Point labeling dataset excerpts:
** Start **
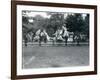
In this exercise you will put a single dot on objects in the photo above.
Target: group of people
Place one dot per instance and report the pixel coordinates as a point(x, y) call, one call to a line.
point(61, 35)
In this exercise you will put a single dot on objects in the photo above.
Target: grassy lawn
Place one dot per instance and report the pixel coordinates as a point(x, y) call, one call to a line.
point(46, 56)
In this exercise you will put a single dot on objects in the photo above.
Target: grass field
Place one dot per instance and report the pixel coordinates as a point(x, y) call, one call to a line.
point(55, 56)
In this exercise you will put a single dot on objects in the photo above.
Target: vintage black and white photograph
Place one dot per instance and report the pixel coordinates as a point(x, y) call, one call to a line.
point(51, 40)
point(54, 39)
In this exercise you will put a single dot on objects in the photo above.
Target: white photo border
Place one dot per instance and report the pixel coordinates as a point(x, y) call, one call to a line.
point(21, 71)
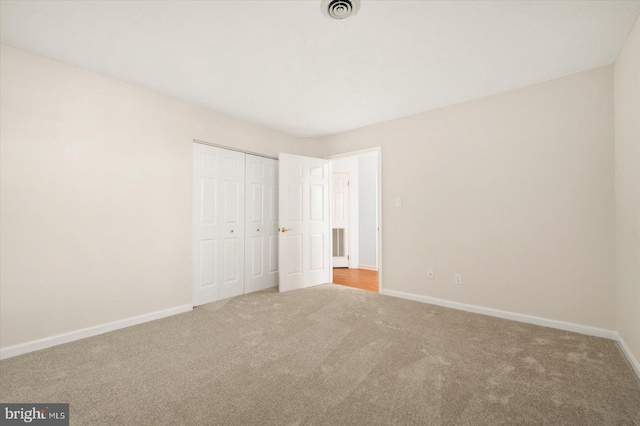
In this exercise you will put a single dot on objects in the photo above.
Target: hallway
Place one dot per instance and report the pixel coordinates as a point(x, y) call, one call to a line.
point(363, 279)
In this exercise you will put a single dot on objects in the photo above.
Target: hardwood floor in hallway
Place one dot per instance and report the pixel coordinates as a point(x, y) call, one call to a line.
point(363, 279)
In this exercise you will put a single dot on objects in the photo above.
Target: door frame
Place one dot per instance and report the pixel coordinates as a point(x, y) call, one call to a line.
point(378, 151)
point(349, 227)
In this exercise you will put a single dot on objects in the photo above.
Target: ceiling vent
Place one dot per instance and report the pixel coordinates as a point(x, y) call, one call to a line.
point(340, 9)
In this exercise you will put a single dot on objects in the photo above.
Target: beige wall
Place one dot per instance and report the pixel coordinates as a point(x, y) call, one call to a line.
point(627, 158)
point(515, 191)
point(96, 195)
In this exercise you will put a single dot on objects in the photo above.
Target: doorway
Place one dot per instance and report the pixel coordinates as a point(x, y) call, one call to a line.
point(355, 221)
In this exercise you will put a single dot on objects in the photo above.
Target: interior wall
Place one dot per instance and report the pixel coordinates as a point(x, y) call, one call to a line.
point(515, 191)
point(350, 165)
point(96, 195)
point(368, 210)
point(627, 184)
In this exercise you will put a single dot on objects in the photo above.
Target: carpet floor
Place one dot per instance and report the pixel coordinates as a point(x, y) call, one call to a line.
point(330, 355)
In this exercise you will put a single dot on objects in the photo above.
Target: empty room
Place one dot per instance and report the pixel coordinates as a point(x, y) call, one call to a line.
point(319, 212)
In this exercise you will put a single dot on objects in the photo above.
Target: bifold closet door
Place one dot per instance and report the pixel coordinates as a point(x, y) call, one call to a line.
point(261, 232)
point(218, 223)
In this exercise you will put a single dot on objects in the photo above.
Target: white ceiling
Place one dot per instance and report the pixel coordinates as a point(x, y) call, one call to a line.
point(284, 65)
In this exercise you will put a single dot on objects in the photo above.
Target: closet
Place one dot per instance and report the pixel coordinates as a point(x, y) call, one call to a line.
point(235, 223)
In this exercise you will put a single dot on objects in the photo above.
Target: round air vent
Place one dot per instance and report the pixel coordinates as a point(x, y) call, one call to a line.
point(340, 9)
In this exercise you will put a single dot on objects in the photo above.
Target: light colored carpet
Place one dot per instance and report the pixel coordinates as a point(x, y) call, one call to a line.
point(330, 355)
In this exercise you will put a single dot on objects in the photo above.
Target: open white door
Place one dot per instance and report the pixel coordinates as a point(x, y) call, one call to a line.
point(304, 255)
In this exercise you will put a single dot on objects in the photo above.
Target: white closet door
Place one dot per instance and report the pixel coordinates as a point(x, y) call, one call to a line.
point(261, 232)
point(218, 223)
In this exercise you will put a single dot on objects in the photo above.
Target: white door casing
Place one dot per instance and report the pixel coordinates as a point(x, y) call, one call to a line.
point(261, 231)
point(340, 219)
point(304, 251)
point(218, 223)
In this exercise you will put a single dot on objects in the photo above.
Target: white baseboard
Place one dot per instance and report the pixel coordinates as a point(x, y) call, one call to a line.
point(627, 352)
point(561, 325)
point(47, 342)
point(368, 267)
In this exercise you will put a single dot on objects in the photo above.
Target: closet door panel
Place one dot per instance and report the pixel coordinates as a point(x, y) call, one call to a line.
point(218, 224)
point(261, 230)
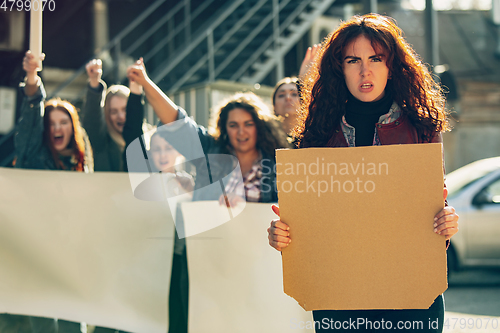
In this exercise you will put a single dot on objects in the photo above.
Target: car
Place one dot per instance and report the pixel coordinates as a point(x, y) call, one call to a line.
point(474, 191)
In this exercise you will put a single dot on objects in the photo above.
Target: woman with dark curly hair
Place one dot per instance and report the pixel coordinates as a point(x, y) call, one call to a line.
point(48, 136)
point(369, 87)
point(242, 126)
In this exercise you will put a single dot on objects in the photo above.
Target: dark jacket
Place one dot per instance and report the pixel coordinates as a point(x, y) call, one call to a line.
point(30, 148)
point(107, 153)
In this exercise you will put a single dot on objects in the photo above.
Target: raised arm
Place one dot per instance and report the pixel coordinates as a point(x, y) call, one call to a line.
point(308, 59)
point(33, 81)
point(164, 108)
point(28, 140)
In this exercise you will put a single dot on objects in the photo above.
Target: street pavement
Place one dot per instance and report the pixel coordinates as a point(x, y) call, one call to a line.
point(473, 302)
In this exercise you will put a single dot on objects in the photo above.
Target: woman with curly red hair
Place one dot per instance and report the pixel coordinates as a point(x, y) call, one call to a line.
point(368, 87)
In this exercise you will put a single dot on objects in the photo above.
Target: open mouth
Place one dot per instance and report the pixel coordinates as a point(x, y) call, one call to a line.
point(58, 139)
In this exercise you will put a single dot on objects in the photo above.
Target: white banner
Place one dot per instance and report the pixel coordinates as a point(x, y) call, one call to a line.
point(235, 276)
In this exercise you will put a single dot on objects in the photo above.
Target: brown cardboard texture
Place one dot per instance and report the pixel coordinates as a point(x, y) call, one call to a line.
point(361, 223)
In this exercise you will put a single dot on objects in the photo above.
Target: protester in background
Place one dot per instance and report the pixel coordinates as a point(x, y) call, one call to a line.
point(368, 87)
point(50, 138)
point(103, 117)
point(168, 161)
point(243, 127)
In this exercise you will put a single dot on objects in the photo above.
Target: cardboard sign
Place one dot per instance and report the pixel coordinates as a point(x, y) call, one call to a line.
point(361, 223)
point(235, 276)
point(36, 31)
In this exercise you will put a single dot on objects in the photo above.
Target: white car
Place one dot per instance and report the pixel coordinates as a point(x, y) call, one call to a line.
point(474, 191)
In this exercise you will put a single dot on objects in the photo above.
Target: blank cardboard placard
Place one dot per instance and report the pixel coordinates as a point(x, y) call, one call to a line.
point(361, 224)
point(81, 247)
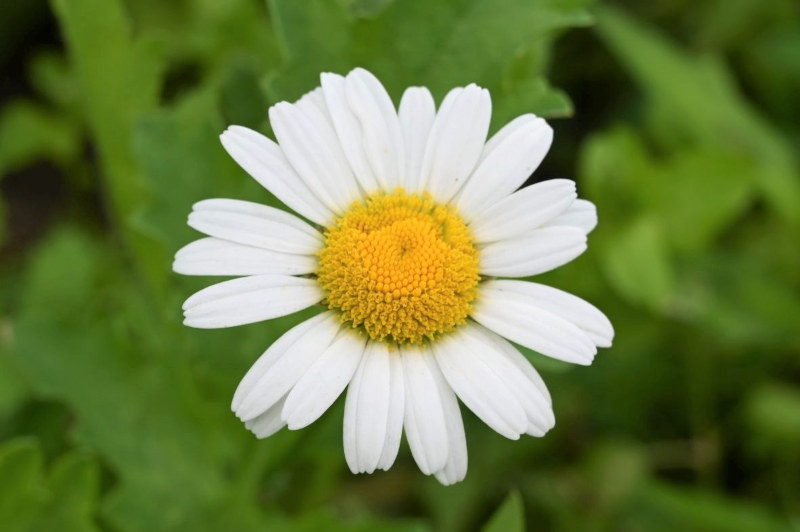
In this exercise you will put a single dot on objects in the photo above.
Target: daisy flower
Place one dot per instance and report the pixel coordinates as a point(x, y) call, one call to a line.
point(410, 223)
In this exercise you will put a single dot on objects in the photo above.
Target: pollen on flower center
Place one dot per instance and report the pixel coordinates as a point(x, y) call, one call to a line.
point(402, 267)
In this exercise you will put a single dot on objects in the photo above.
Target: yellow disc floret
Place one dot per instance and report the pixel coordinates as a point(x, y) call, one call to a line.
point(402, 267)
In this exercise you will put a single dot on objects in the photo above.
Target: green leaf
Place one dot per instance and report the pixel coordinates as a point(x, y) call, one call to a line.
point(502, 46)
point(120, 77)
point(671, 508)
point(509, 517)
point(21, 492)
point(679, 86)
point(773, 412)
point(638, 264)
point(29, 132)
point(73, 488)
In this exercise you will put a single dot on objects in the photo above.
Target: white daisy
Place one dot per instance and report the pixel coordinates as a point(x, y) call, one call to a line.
point(415, 217)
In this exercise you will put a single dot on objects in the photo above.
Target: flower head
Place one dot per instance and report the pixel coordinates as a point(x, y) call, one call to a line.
point(415, 219)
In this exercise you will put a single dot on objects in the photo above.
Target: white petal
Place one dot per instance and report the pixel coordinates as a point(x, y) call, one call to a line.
point(534, 328)
point(417, 112)
point(348, 129)
point(564, 305)
point(267, 423)
point(516, 377)
point(508, 159)
point(213, 256)
point(455, 468)
point(524, 210)
point(283, 365)
point(349, 424)
point(367, 409)
point(249, 300)
point(324, 381)
point(456, 141)
point(425, 424)
point(271, 355)
point(394, 423)
point(256, 225)
point(381, 134)
point(263, 159)
point(462, 361)
point(581, 214)
point(307, 137)
point(540, 251)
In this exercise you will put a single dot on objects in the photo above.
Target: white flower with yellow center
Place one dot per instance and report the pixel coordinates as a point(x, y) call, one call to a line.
point(415, 219)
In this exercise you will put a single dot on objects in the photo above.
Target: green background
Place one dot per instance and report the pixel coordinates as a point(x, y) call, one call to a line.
point(679, 119)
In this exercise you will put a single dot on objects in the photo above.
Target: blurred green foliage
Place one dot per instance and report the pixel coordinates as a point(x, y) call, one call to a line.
point(683, 131)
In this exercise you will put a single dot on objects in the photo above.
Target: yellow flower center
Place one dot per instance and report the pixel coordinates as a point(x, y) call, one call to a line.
point(400, 266)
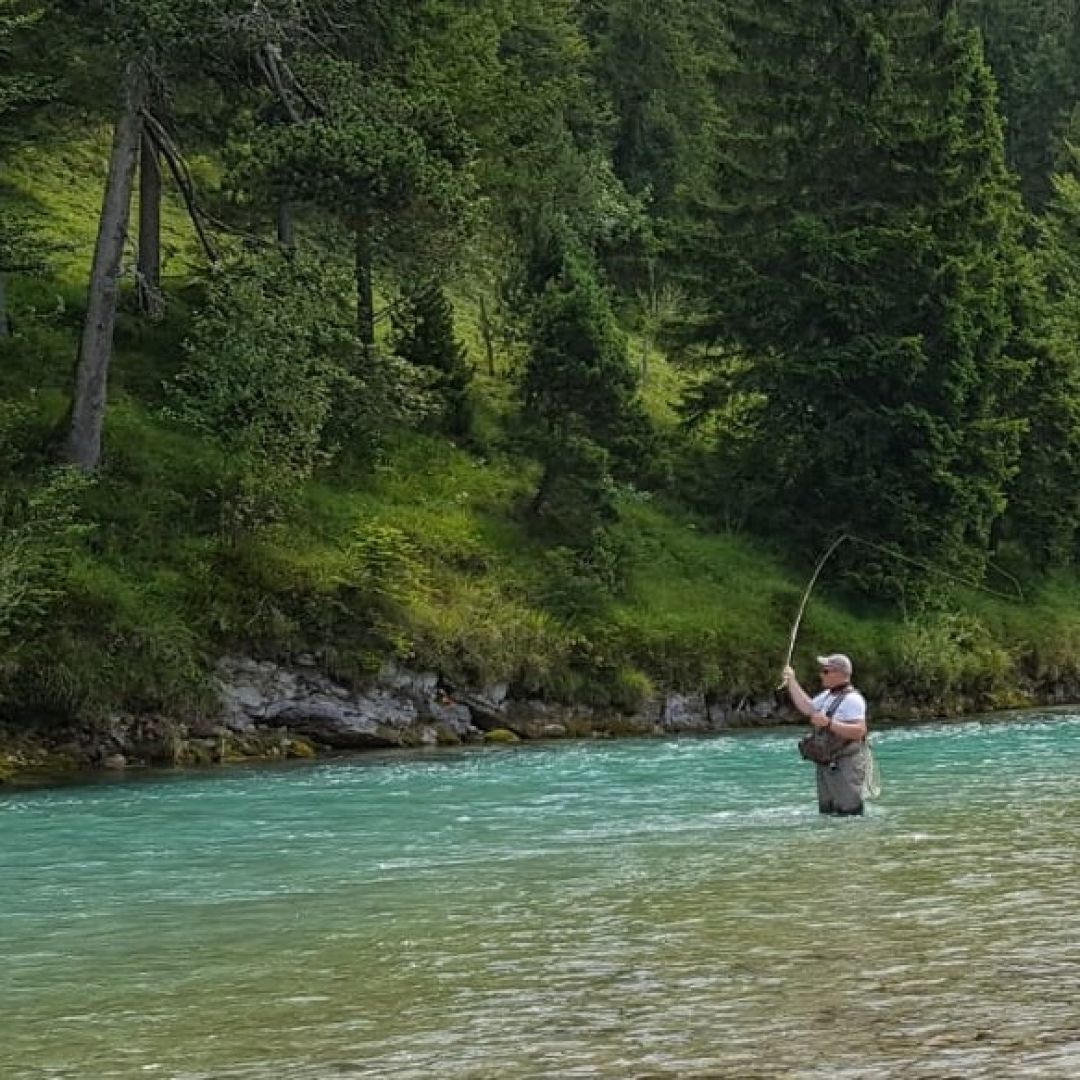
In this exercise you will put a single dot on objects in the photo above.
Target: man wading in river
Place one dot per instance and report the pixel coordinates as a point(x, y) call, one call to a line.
point(838, 742)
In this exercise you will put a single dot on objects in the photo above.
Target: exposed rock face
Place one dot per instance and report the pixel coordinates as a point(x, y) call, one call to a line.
point(403, 707)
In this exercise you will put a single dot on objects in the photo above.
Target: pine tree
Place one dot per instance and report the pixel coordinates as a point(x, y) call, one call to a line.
point(868, 230)
point(1044, 498)
point(580, 404)
point(424, 336)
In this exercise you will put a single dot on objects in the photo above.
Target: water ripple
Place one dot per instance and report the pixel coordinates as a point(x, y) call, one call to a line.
point(634, 909)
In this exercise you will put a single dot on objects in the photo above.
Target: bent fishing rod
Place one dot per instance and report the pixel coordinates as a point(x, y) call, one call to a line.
point(894, 554)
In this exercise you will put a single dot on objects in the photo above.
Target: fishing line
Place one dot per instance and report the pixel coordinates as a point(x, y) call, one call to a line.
point(844, 537)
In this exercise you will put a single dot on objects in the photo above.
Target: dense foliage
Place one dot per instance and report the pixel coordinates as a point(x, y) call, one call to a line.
point(623, 277)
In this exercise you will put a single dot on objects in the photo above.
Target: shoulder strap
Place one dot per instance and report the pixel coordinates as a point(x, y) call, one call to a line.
point(838, 696)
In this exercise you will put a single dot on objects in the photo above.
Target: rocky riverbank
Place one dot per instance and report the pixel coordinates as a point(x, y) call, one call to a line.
point(269, 711)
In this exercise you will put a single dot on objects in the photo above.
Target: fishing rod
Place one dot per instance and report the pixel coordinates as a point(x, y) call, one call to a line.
point(844, 537)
** End **
■ Required work ■
Starting at the top of the rows and ending with the line with "point(46, 56)", give every line again, requests included, with each point coordinate in the answers scaled by 1.3 and rounded to a whole number (halves up). Leave the pictures out.

■ Response ■
In this exercise you will put a single dot on objects in the photo above.
Target: group of people
Place one dot per instance and report the pixel coordinates as a point(x, y) call, one call to a line.
point(79, 46)
In this exercise you will put a single dot on objects in the photo above.
Target: grassy lawn
Place one dot per instance and report the pixel coordinates as a point(x, y) call, one call to a line.
point(60, 73)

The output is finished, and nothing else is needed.